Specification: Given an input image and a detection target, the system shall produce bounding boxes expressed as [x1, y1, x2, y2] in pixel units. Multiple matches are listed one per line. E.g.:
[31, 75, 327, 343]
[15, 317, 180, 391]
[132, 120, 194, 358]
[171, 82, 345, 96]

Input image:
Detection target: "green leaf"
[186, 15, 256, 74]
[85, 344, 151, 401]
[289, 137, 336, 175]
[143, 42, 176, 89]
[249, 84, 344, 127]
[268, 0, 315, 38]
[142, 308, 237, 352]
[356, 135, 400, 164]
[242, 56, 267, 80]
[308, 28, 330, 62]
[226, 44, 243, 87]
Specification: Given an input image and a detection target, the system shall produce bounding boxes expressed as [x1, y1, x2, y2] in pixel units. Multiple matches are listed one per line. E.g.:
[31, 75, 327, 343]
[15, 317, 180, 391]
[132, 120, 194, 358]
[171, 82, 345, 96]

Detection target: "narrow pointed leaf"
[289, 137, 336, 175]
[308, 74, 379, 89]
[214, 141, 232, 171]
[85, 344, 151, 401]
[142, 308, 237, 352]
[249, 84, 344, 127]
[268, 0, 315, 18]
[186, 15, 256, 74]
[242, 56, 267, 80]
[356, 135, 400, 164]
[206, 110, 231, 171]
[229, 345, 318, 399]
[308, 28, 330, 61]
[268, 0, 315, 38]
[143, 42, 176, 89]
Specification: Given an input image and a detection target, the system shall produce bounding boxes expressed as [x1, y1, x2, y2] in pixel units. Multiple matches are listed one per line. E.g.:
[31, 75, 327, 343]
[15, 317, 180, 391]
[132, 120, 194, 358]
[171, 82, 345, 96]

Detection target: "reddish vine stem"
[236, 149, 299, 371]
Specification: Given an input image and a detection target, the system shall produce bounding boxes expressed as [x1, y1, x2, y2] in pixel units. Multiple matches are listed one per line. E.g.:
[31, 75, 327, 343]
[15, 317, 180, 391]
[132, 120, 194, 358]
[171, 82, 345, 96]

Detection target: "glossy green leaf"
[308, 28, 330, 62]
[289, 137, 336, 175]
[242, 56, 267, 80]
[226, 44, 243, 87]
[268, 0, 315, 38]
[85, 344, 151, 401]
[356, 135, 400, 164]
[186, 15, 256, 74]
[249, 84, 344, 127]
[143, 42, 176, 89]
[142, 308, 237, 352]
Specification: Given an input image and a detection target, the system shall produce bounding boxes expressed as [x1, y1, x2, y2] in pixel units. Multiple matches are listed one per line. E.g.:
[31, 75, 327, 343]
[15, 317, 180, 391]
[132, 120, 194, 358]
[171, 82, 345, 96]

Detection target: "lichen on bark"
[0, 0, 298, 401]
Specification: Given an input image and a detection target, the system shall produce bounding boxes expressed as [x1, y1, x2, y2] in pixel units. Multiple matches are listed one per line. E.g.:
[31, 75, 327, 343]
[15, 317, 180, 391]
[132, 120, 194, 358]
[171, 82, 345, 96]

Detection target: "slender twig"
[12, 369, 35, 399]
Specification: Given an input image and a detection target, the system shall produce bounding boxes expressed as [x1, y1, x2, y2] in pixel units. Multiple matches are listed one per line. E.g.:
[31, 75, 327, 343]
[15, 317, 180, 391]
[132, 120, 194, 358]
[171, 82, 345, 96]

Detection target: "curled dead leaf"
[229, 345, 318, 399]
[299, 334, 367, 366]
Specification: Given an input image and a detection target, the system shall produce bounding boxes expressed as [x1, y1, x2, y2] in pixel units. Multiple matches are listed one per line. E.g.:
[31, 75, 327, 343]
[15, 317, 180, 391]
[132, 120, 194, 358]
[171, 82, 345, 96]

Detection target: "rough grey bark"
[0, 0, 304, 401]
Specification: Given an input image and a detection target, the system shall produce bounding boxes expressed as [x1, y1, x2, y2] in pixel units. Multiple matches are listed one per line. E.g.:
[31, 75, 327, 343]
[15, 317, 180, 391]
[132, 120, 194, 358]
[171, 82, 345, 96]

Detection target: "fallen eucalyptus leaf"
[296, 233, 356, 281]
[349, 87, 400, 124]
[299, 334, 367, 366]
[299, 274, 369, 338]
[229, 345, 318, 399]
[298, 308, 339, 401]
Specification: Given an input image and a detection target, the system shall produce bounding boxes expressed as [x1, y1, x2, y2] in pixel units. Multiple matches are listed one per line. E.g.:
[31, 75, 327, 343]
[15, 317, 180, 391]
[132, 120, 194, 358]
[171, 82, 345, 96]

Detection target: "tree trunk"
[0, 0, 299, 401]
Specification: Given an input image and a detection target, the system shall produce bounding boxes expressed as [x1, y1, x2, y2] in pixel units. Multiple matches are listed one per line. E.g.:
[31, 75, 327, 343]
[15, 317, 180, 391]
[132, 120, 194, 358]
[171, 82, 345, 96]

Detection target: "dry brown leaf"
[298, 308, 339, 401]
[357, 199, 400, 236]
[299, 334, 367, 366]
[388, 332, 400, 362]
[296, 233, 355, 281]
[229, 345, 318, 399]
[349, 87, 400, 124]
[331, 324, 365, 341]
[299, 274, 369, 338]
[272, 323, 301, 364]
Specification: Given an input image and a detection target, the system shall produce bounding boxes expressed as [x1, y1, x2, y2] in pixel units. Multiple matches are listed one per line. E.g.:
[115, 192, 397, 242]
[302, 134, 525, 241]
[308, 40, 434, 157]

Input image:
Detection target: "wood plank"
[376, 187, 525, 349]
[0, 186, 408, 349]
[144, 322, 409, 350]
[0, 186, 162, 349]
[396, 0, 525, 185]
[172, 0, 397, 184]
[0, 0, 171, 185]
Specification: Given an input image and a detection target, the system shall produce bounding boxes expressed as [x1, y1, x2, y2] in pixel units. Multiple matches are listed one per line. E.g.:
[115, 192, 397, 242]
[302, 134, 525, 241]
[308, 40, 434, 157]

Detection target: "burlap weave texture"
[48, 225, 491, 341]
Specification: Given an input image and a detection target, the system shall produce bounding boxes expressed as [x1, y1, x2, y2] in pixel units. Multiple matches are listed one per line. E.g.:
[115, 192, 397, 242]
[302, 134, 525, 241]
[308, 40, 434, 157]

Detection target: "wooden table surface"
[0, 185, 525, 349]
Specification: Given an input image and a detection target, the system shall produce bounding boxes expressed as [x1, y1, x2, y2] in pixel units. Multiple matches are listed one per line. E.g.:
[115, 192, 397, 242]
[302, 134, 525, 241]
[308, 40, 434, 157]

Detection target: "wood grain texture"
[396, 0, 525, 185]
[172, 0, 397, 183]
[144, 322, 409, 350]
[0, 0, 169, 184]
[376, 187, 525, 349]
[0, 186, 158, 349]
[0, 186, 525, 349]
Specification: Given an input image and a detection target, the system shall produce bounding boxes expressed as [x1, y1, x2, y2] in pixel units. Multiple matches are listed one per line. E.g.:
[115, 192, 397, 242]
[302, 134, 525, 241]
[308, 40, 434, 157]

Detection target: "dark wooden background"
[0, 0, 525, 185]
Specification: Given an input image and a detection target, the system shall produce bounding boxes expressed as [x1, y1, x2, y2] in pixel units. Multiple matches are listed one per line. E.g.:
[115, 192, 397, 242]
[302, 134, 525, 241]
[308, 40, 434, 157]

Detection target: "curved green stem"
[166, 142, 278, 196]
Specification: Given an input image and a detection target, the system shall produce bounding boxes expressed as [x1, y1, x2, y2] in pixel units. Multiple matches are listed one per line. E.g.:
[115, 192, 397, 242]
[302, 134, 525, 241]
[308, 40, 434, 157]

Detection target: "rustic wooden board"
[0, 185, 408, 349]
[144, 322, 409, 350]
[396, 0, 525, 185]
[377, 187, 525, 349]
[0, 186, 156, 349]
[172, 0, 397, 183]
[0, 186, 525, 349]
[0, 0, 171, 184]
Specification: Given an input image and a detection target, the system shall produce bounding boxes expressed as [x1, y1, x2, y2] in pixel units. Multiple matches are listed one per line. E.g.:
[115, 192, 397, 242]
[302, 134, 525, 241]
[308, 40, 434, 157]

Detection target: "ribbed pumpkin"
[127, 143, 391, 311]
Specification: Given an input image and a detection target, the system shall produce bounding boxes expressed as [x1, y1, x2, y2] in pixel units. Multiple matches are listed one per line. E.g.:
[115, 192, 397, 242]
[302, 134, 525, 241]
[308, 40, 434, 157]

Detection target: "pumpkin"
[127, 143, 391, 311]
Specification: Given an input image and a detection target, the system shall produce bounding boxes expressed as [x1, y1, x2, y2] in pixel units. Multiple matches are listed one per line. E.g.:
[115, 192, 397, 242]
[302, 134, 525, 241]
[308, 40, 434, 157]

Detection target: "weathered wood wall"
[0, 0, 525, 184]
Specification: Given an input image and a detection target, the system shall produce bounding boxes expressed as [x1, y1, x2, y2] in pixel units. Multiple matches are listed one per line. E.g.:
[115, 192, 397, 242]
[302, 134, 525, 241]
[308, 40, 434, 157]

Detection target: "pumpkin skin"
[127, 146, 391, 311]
-*-
Work to complete:
Count the lines in the items above that contain the string "pumpkin", matching its case exactly, and give only the number.

Result of this task:
3